Could you reproduce each of the records below verbatim, without changing a single character?

▸ **Segmentation labeling records**
========

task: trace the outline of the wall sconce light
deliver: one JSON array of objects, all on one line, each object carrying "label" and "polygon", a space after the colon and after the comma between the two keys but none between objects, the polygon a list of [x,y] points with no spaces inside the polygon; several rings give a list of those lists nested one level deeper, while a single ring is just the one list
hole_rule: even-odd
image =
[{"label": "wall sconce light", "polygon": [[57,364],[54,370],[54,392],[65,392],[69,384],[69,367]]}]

========

▸ **Output for this task**
task: trace the outline of the wall sconce light
deliver: one JSON array of objects, all on one line, each object carrying "label" and "polygon", a space after the colon and after the comma between the two keys but none between objects, the polygon a list of [x,y] points with no spaces inside the polygon; several rings give a list of those lists nested one level deeper, while a single ring is just the one list
hole_rule: even-odd
image =
[{"label": "wall sconce light", "polygon": [[57,364],[54,370],[54,392],[65,392],[69,384],[69,367]]}]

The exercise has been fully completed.